## Entries shown
= = = = =

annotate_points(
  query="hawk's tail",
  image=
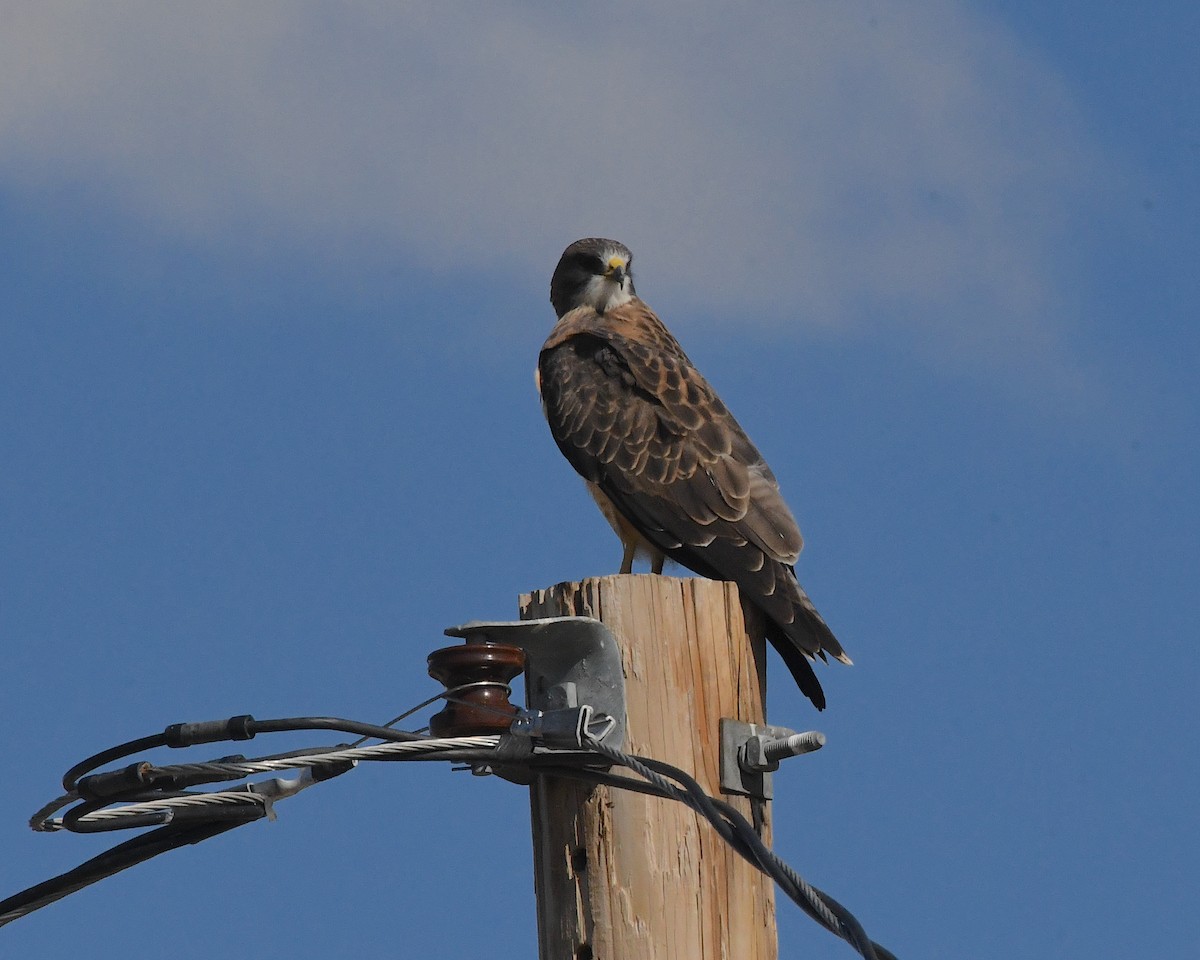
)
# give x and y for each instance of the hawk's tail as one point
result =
(804, 637)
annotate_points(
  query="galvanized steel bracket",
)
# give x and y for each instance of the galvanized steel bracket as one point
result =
(571, 661)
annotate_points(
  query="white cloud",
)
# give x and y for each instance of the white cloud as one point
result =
(846, 165)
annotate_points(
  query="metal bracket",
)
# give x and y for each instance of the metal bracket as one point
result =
(750, 751)
(573, 661)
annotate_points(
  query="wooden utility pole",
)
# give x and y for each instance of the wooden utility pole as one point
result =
(624, 876)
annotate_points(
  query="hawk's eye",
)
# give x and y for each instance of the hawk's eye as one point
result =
(589, 263)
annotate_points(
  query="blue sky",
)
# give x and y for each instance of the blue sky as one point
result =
(275, 281)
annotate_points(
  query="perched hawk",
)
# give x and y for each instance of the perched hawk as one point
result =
(670, 467)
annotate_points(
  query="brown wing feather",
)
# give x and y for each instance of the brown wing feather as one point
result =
(633, 415)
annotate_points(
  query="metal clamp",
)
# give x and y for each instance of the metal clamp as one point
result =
(571, 663)
(750, 751)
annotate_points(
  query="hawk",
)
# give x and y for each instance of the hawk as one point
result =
(669, 466)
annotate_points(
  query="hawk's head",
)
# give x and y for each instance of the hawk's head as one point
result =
(593, 273)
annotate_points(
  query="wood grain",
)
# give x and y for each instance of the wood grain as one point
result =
(623, 876)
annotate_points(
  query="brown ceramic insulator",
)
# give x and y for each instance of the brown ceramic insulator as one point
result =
(483, 708)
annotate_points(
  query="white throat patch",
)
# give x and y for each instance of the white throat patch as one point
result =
(605, 293)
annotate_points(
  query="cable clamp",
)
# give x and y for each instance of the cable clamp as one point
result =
(567, 729)
(751, 751)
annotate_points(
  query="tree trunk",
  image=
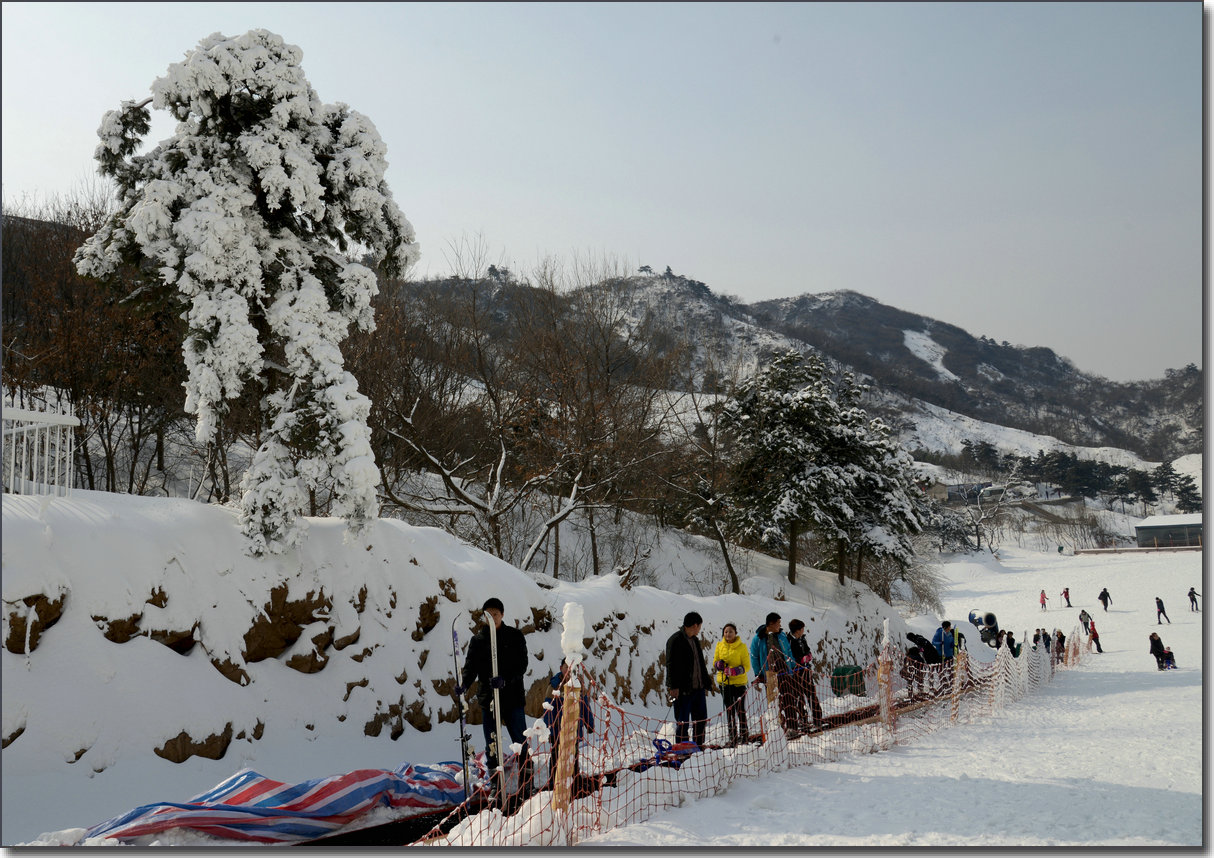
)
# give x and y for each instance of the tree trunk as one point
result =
(594, 540)
(725, 553)
(792, 553)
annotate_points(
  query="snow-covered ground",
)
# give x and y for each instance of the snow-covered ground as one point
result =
(1110, 754)
(1107, 755)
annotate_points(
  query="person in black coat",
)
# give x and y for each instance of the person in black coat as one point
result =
(803, 677)
(687, 680)
(1157, 649)
(1159, 612)
(509, 682)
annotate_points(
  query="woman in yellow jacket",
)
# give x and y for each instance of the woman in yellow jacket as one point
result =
(731, 662)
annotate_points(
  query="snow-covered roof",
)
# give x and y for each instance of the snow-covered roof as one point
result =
(1191, 520)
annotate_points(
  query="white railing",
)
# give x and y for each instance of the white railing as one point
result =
(39, 452)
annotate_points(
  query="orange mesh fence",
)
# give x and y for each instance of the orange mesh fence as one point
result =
(634, 766)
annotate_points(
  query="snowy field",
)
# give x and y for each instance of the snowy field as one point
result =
(1107, 755)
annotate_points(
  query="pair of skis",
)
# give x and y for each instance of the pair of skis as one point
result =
(465, 738)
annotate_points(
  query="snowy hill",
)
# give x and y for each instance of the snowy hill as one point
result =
(147, 655)
(920, 367)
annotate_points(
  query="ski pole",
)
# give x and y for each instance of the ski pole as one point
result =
(459, 702)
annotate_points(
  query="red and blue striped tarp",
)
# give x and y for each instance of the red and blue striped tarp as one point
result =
(251, 807)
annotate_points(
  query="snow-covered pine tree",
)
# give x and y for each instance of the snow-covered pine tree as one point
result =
(779, 421)
(807, 458)
(248, 212)
(888, 506)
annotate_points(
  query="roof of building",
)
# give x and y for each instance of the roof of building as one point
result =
(1190, 520)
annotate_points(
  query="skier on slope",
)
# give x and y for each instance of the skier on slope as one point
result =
(509, 682)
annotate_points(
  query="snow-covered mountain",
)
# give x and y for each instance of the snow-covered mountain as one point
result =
(922, 370)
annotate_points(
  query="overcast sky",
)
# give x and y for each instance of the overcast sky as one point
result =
(1026, 171)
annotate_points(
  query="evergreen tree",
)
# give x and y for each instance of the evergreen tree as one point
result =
(806, 460)
(1164, 478)
(1189, 499)
(247, 214)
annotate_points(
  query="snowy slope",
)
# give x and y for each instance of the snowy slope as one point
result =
(83, 714)
(1107, 755)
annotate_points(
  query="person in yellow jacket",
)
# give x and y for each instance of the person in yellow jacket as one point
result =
(731, 662)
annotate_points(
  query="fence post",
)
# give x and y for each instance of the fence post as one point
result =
(562, 784)
(885, 683)
(958, 668)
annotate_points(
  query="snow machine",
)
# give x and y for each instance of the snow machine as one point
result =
(987, 626)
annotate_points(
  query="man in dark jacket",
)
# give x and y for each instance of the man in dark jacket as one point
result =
(509, 683)
(772, 654)
(1159, 612)
(803, 678)
(687, 680)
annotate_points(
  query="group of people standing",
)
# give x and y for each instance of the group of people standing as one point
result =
(781, 660)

= = = = =

## Action item
Give back the material exactly as written, images excluded.

## Written response
annotate_points(
  query="hawk's tail",
  image=
)
# give x and y for each instance of the hawk's tail as one point
result =
(804, 637)
annotate_points(
  query="galvanized steel bracket",
)
# give x and y for each instance of the galvanized steel bracket as one point
result =
(571, 661)
annotate_points(
  query="white cloud",
)
# give x and y for each instance of the white cloud as one point
result =
(846, 165)
annotate_points(
  query="metal bracket",
)
# give x and y for each instance of the metal bracket as one point
result =
(750, 751)
(573, 661)
annotate_points(
  query="wooden utility pole",
)
# give x and y for each instance of the wooden utility pole as one point
result =
(624, 876)
annotate_points(
  query="hawk's eye",
)
# give x and y for each instance of the hawk's eye as one point
result =
(589, 263)
annotate_points(
  query="blue sky",
)
# give x and y for each instance of the blue sky as one point
result =
(275, 281)
annotate_points(
  query="perched hawk",
)
# give x and y for each instance of the perched hawk as one point
result =
(670, 467)
annotate_points(
  query="brown wing feather",
)
# give x and y for each instance of the brown wing feather as one point
result =
(633, 415)
annotate_points(
  query="metal clamp",
)
# give x and y for each instance of the metal clamp as one point
result =
(571, 663)
(750, 751)
annotate_points(
  query="hawk",
)
# give x and y for each instance of the hawk as one point
result =
(669, 466)
annotate_points(
  query="hawk's head",
)
# give x and y for each instance of the hawk's head as one point
result =
(593, 273)
annotate_points(
  query="wood grain",
)
# give x and y for each instance of the wood grain as one point
result =
(623, 876)
annotate_points(
  query="brown ceramic insulator",
)
# give x and y for each instance of the brown ceramic insulator as one point
result =
(483, 708)
annotate_points(
  query="white throat patch",
)
# give x and y for each instance of the white throat patch as one point
result =
(605, 293)
annotate_points(
  query="cable clamp",
)
# give x and y for each instance of the cable clamp as one point
result =
(567, 729)
(751, 751)
annotate_points(
  query="tree trunk",
  image=
)
# give x and y for each instance of the tree trunk as one point
result =
(594, 540)
(725, 553)
(792, 553)
annotate_points(
  query="snow-covered ground",
)
# give x and y for each instance of the snow-covered ground as one point
result =
(1110, 754)
(1107, 755)
annotate_points(
  query="person in black coat",
)
# give x and y for each instance of the person in black coat as one point
result =
(803, 677)
(687, 680)
(1157, 649)
(1159, 612)
(509, 682)
annotate_points(
  query="woman in yellow jacket",
)
# give x and y for each instance of the woman in yellow jacket as one point
result =
(731, 662)
annotate_points(
  query="snow-covered roof",
)
# give x and y for each instance of the snow-covered roof as one point
result =
(1191, 520)
annotate_points(
  query="white railing",
)
# give x and y for each instance of the white railing as one point
result =
(39, 452)
annotate_points(
  query="orange mesh fence",
)
# give x and y for each instance of the orange mesh fence as one point
result =
(634, 766)
annotate_points(
  query="snowy field",
)
# give x and y for each instance of the snowy field as one point
result =
(1107, 755)
annotate_points(
  query="pair of skis",
)
# give x and y for each instance of the pair of skis as one point
result =
(465, 738)
annotate_points(
  query="snowy hill",
)
# give x and y for each instance of the snowy hill as one point
result =
(147, 655)
(920, 367)
annotate_points(
  query="ski pole",
)
# give x and y for each instance of the ski pole as one point
result =
(459, 702)
annotate_points(
  query="red and blue striped tarp",
)
# give x and y for each instance of the red and blue striped tarp as one point
result =
(251, 807)
annotate_points(
  query="snow-covered pine tree",
)
# give x and y for each instance of the snow-covered pine tree as one point
result =
(779, 421)
(807, 458)
(248, 212)
(888, 506)
annotate_points(
  query="roof of building",
)
# give x and y for each instance of the roof of building as one point
result =
(1190, 520)
annotate_points(
  query="skier on slope",
)
# give x and y for each instance of the skier on slope as one point
result =
(509, 682)
annotate_points(
  query="snow-covered mountain",
)
# give x and y for each instance of the snow-covered mountain as one point
result =
(922, 370)
annotate_points(
  query="overcast sky",
)
# give x and y for each instance of the overcast sky as one point
result =
(1026, 171)
annotate_points(
  query="evergreen tree",
)
# give x and y for each instance of the evergreen tree as one point
result =
(806, 460)
(1164, 478)
(1189, 499)
(247, 214)
annotate_points(
  query="snowy slope",
)
# give x and y for each instance of the snowy slope as one point
result =
(83, 714)
(1107, 755)
annotate_points(
  query="person in yellow jacket",
)
# give x and y for each instance of the person in yellow jacket as one point
result =
(731, 662)
annotate_points(
  query="fence post",
)
# give x and y for each instance of the fence post as one point
result =
(562, 784)
(885, 683)
(958, 668)
annotate_points(
  query="snow machine",
)
# give x and y for each instance of the snow machine as one point
result =
(987, 626)
annotate_points(
  query="man in dark jacket",
)
# give x and y for each instance of the man in dark jacket as one point
result =
(509, 683)
(772, 654)
(1159, 612)
(803, 678)
(687, 680)
annotate_points(
  query="group of people standing",
)
# give x and y for each instance of the group of people standing as one point
result =
(781, 660)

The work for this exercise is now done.